## Document segment:
________________________

Mala v. Crown Bay Marina, Inc.

Citation58 V.I. 691
Decision Date03 December 2012
Docket NumberNo. 10–4710.,10–4710.
PartiesKelley Joseph MALA, Appellant v. CROWN BAY MARINA, INC.
CourtU.S. Court of Appeals — Third Circuit

OPINION TEXT STARTS HERE

Filed: Jan. 7, 2013.

Alan R. Feuerstein, Feuerstein & Smith, Buffalo, NY, for Appellant.

W. Mark Wilczynski, St. Thomas, VI, for Appellee.

Before: SMITH, HARDIMAN, and ROTH, Circuit Judges.

OPINION

SMITH, Circuit Judge.

Kelley Mala sued Crown Bay Marina after his boat exploded. The District Court conducted a bench trial during which Mala represented himself and after which the court rejected his negligence claims. Mala now contends that the court should have provided him with additional assistance because of his status as a pro se litigant. He also contends that the court wrongfully denied his request for a jury trial and improperly ruled on a variety of post-trial motions. We reject these contentions and we will affirm.

I

Mala is a citizen of the United States Virgin Islands. On January 6, 2005, he went for a cruise in his powerboat near St. Thomas, Virgin Islands. When his boat ran low on gas, he entered Crown Bay Marina to refuel. Mala tied the boat to one of Crown Bay's eight fueling stations and began filling his tank with an automatic gas pump. Before walking to the cash register to buy oil, Mala asked a Crown Bay attendant to watch his boat.

________________________

## Input for this task:

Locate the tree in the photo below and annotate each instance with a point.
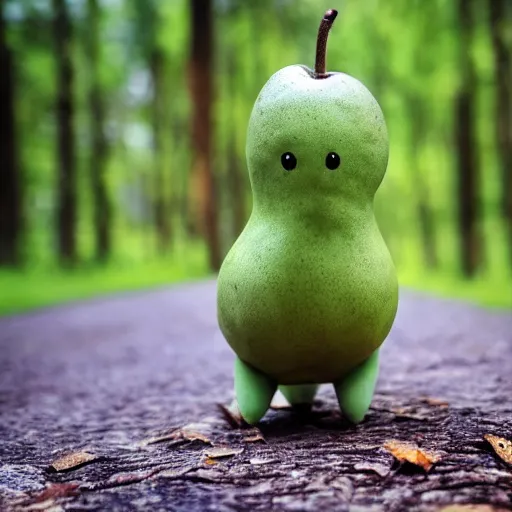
(468, 182)
(99, 147)
(234, 173)
(501, 18)
(66, 165)
(10, 172)
(158, 118)
(201, 89)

________________________

## Stated problem 1:
Can you write out the row above again, with its points, switching "annotate" to "mark" and changing nothing else? Leave the picture out.
## Stated problem 2:
Can you proceed with the court opinion about the boat explosion at Crown Bay Marina from the point where it stops?

## Reply 1:
Locate the tree in the photo below and mark each instance with a point.
(468, 182)
(99, 147)
(234, 173)
(501, 18)
(66, 165)
(10, 172)
(158, 118)
(201, 89)

## Reply 2:
By the time Mala returned, the boat's tank was overflowing and fuel was spilling into the boat and into the water. The attendant manually shut off the pump and acknowledged that the pump had been malfunctioning in recent days. Mala began cleaning up the fuel, and at some point, the attendant provided soap and water. Mala eventually departed the marina, but as he did so, the engine caught fire and exploded. Mala was thrown into the water and was severely burned. His boat was unsalvageable.

More than a year later, Mala sued Crown Bay in the District Court of the Virgin Islands.1 Mala's pro se complaint asserted two claims: first, that Crown Bay negligently trained and supervised its attendant, and second, that Crown Bay negligently maintained its gas pump. The complaint also alleged that the District Court had admiralty and diversity jurisdiction over the case, and it requested a jury trial. At the time Mala filed the complaint, he was imprisoned in Puerto Rico. Although the record is silent on the reason for his imprisonment, it is fair to say that he is a seasoned litigant—in fact, he has filed at least twenty other pro se lawsuits.2See Appellee's Br. at 21–22.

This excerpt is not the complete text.